* **What you should do**
Quote everything in the sheet metal earrings guide from "sandpaper - I" down to "into Silhouette Studio.", word for word.

* **Source passage**
--*--
Introduction: Sheet Metal Gauged Earrings

I love making solid metal jewelry, but I don't have a torch for soldering. I came up with these designs to create sheet metal earrings without soldering a wire onto them. They fit easily in my 6g holes with a silicone tunnel, and fit snugly in my 8g holes.

Step 1: Materials and Tools

sheet metal (16-20 gauge) - I used brass, but copper or silver would be nice too.

jeweler's saw

masking tape

small files

clamp

sandpaper - I left them with a rough finish. If you want a smooth shiny finish, you'll need a range of grits

Silhouette cutter with engraving tip- The Silhouette is optional though highly recommended. The oval earrings were made without it, and they turned out fine. However they aren't as symmetrical, because the lines I drew on the metal were thicker and tended to rub off if I wasn't careful. The engraved lines are much better, but I'll include instructions for making them without the silhouette for those that don't have access to one.

Step 2: Design

Draw out your design. As long as the top has a hook on it, you're all set.

Draw the design in a vector based program like Illustrator or Inkscape.

Save your design as a .dxf

Import your design into Silhouette Studio.

Adjust the size. I made my design 1" wide.

If you don't feel confident coming up with your own design, I've attached my files.

Step 3: Silhouette

Tape your sheet metal to the center of your Silhouette cutting mat with masking tape.

Make sure your design is placed to match where the metal is taped.

Set the cutting defaults to coverstock with double cut.

Install the engraving tip and run your design.

If the design is hard to see, run it again.

If you don't have access to a Silhouette, print and cut out the design on cardstock. Trace the design onto the metal with a permanent marker.

Step 4: Drilling

Drill holes into each of the circles or any other negative spaces in your design that is at least as big as the blade on your jeweler's saw. There's no need to drill the top hole because there's an entry for the blade at the edge.

Tape your metal to the edge of a table and clamp it into place. The tape isn't completely necessary, but helps to hold the metal from falling off the table when you need to adjust the clamp.

Step 5: Cutting Holes

Detach the blade from the top of your jeweler's saw and thread it through one of the drilled holes before reattaching it.

Cut around the circle.

Detach the top of the blade again to remove the jeweler's saw.

Repeat until all negative spaces are cut out.

Step 6: Cutting Edges

Cut out the edges of the design before cutting the top out.

Step 7: Filing

File the edges until smooth.

Step 8: Sanding

Because it's very likely there are a few scratches in the surface of the metal, sand the front and back of each piece. This will rub out the scratches. If you're patient, you can also sand it with a variety of grits from 200 up to 600 for a shinier finish.

Step 9: Enjoy

Bend the top to the side slightly to wear.
--*--
* **Information**
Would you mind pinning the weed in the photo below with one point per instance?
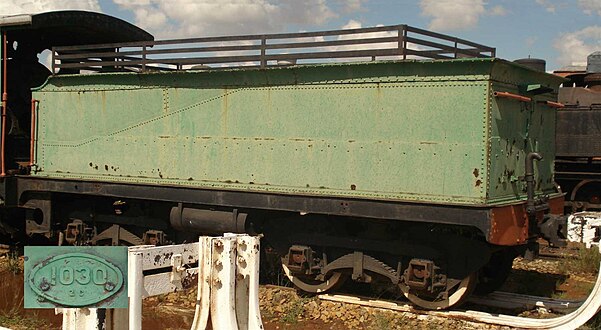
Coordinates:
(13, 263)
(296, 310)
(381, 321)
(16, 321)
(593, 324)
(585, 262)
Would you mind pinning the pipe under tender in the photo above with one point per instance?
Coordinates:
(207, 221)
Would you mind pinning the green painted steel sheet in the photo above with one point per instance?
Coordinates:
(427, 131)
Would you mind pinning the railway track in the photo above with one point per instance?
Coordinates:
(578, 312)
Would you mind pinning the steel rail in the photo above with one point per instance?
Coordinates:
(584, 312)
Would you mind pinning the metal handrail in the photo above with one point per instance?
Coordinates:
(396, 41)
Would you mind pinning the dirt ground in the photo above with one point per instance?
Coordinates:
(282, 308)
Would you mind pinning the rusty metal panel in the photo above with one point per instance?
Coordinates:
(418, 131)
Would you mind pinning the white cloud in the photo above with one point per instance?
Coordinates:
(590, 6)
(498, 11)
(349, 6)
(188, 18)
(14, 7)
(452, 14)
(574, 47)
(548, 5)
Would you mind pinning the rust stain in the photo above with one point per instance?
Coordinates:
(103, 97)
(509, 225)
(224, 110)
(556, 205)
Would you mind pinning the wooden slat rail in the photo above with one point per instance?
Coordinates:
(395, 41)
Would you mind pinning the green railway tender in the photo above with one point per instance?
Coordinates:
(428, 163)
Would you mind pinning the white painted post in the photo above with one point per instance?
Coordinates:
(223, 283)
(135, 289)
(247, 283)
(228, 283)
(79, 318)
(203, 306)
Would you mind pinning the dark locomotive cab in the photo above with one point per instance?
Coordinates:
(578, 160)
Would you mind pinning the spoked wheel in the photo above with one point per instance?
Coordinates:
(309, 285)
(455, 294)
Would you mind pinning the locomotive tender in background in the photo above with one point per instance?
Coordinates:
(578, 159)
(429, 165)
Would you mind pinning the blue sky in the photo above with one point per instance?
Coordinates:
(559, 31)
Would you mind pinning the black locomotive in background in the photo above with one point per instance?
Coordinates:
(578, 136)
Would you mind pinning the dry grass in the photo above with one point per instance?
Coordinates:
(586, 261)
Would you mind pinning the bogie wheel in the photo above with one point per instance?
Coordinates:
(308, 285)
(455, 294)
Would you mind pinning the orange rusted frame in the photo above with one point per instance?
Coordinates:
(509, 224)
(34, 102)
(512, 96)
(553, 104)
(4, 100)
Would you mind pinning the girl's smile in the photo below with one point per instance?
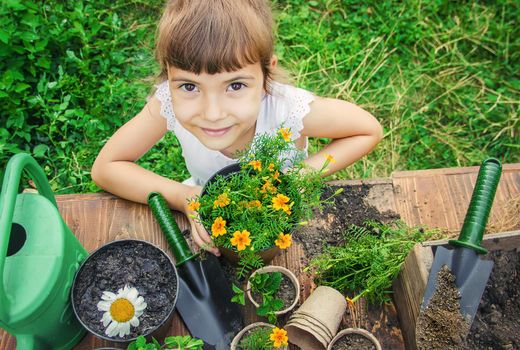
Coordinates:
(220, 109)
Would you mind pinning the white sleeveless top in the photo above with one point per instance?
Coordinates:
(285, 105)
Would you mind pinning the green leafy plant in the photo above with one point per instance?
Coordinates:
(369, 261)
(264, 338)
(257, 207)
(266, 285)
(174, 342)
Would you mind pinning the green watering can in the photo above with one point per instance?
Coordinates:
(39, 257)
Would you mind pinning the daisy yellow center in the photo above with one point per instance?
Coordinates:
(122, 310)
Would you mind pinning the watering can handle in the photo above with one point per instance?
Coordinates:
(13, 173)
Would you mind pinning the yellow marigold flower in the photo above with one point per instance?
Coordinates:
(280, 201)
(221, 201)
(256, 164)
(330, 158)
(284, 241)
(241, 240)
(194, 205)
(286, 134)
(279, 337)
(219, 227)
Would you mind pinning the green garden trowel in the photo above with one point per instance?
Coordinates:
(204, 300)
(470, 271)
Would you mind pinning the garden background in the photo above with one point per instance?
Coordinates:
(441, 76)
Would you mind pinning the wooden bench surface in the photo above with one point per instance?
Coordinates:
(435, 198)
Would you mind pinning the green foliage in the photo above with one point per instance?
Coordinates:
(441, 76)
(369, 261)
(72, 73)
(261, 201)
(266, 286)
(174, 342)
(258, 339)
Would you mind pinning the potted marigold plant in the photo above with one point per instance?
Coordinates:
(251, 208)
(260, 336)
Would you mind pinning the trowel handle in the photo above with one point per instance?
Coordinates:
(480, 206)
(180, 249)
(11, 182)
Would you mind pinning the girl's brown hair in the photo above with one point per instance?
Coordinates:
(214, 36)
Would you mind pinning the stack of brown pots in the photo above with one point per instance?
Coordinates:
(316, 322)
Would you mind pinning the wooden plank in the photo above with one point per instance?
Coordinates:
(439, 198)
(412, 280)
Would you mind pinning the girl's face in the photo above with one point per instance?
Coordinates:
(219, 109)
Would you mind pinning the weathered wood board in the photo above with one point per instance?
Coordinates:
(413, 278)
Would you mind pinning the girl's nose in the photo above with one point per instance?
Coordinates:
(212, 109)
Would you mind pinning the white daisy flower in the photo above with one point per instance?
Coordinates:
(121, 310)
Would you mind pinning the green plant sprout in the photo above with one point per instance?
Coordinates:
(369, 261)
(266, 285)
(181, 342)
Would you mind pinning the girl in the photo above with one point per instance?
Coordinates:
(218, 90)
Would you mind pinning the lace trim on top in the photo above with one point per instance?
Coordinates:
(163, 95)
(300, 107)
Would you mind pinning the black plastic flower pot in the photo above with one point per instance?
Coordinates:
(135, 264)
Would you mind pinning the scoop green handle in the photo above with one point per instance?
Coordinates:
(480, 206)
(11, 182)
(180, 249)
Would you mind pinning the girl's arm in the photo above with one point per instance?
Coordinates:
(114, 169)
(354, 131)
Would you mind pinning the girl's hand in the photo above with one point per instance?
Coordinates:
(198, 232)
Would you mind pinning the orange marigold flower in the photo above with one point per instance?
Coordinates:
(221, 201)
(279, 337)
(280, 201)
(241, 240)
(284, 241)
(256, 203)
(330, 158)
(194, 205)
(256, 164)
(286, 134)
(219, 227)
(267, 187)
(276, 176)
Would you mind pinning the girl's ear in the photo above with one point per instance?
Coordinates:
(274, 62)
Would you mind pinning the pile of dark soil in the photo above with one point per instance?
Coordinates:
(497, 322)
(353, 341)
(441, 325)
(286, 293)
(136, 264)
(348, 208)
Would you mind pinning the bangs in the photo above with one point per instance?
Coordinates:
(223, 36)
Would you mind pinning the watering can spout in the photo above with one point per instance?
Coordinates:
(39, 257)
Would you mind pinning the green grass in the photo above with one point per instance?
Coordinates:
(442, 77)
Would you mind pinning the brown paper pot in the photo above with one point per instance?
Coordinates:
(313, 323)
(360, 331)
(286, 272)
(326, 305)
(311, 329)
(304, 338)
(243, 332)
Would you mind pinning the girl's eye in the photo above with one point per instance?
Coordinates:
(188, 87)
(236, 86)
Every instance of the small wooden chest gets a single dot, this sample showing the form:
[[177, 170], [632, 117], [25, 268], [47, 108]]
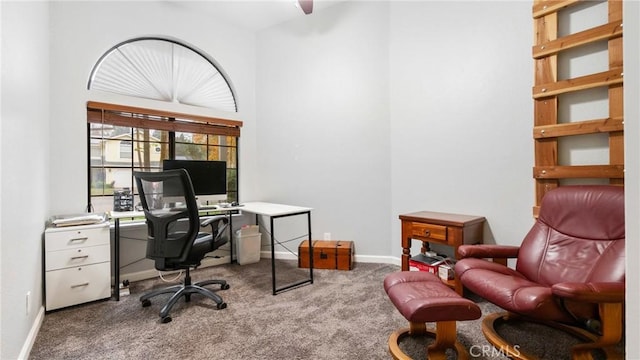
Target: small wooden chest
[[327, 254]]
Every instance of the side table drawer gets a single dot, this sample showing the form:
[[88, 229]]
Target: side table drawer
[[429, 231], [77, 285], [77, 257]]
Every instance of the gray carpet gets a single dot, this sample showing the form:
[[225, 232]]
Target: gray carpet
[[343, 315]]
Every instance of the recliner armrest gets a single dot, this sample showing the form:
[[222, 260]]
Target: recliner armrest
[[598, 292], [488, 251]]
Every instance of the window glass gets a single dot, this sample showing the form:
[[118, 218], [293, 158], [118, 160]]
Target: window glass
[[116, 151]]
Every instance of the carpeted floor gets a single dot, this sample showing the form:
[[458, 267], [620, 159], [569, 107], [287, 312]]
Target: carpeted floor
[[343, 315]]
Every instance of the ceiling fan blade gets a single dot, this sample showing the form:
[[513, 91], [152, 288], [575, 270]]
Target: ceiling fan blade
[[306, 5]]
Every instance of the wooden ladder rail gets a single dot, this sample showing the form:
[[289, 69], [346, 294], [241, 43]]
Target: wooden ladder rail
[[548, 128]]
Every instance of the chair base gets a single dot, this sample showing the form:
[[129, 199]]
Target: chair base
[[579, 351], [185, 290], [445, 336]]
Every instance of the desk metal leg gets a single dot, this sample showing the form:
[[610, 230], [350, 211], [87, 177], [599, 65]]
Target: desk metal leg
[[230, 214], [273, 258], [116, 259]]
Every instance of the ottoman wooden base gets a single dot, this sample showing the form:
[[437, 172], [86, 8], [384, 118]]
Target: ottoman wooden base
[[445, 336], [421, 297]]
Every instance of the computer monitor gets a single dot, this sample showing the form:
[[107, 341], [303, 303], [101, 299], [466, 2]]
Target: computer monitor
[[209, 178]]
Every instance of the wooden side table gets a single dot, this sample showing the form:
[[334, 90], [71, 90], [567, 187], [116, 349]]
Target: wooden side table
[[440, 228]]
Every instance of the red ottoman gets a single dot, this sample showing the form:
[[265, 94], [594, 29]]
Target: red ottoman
--*--
* **Solution to this task**
sandpaper - I left them with a rough finish. If you want a smooth shiny finish, you'll need a range of grits

Silhouette cutter with engraving tip- The Silhouette is optional though highly recommended. The oval earrings were made without it, and they turned out fine. However they aren't as symmetrical, because the lines I drew on the metal were thicker and tended to rub off if I wasn't careful. The engraved lines are much better, but I'll include instructions for making them without the silhouette for those that don't have access to one.

Step 2: Design

Draw out your design. As long as the top has a hook on it, you're all set.

Draw the design in a vector based program like Illustrator or Inkscape.

Save your design as a .dxf

Import your design into Silhouette Studio.